* [Problems to work on]
[a] Answer these questions about the passage on radiation treatment for prostate cancer:
(i) What brand name does the passage give for Radium-223?
(ii) In the "lock and key" scenario, what does the lock stand for?
(iii) Apart from curing some men whose cancer is confined to the prostate, what does radiation enable physicians to do?
[b] Reproduce the passage on radiation treatment for prostate cancer between "One type of" and "advanced prostate cancer.", inclusive, substituting "skeleton" for every occurrence of "bone".

* [Text under study]
• • • • • • •
Radiation is one of the most common treatments for prostate cancer. Using radiation, physicians are able to cure some men with cancer confined to the prostate, as well as improve symptoms for men with metastatic disease. There are many different types of radiation treatments.
One type of treatment includes injecting radioactive isotopes into the blood in order to directly reach the prostate cancer cells regardless of where they are located in the body, including the cells that have spread to the bone and other organs. For example, Radium-223 (Xofigo) is FDA-approved to treat prostate cancer that has metastasized to the bone and has been shown to improve both the quality and duration of the lives of men with advanced prostate cancer.
Radioimmunotherapy or radioligand therapy involves the practice of attaching a radioactive isotope to a cancer-targeting antibody or small molecule that binds only to a specific cancer-related molecule on a tumor cell. This is similar to a “lock and key” scenario, where the antibody or molecule resembles the key that will only recognize a very specific lock (the cancer-related molecule).
• • • • • • •
* [Source data]
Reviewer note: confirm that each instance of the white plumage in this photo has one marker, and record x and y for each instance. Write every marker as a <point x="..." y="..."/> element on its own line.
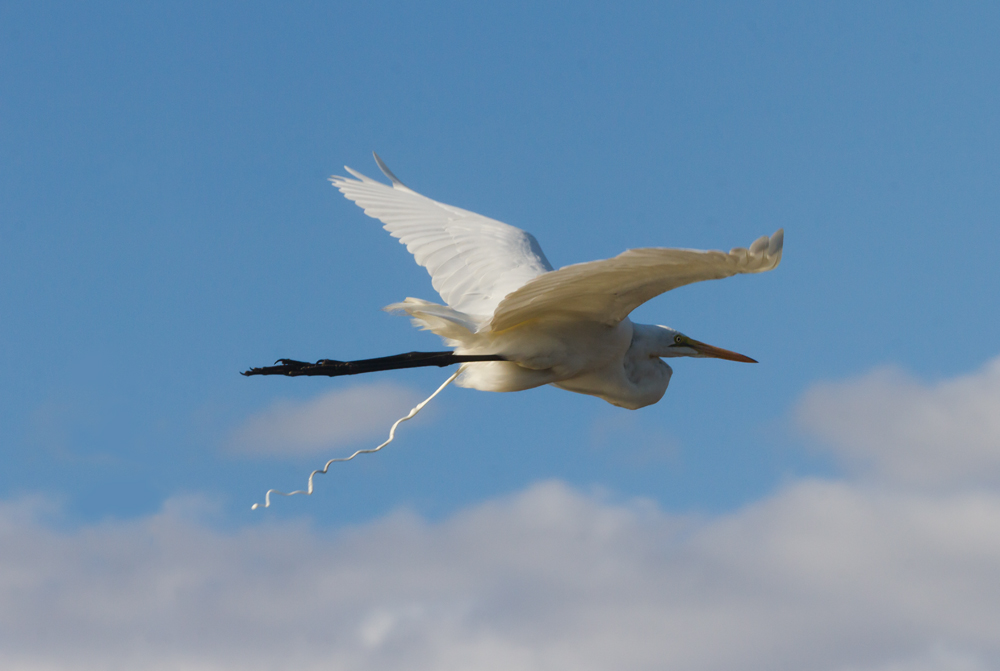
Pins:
• • • • • • •
* [Exercise solutions]
[a]
(i) Xofigo
(ii) The cancer-related molecule
(iii) Improve symptoms for men with metastatic disease

[b]
One type of treatment includes injecting radioactive isotopes into the blood in order to directly reach the prostate cancer cells regardless of where they are located in the body, including the cells that have spread to the skeleton and other organs. For example, Radium-223 (Xofigo) is FDA-approved to treat prostate cancer that has metastasized to the skeleton and has been shown to improve both the quality and duration of the lives of men with advanced prostate cancer.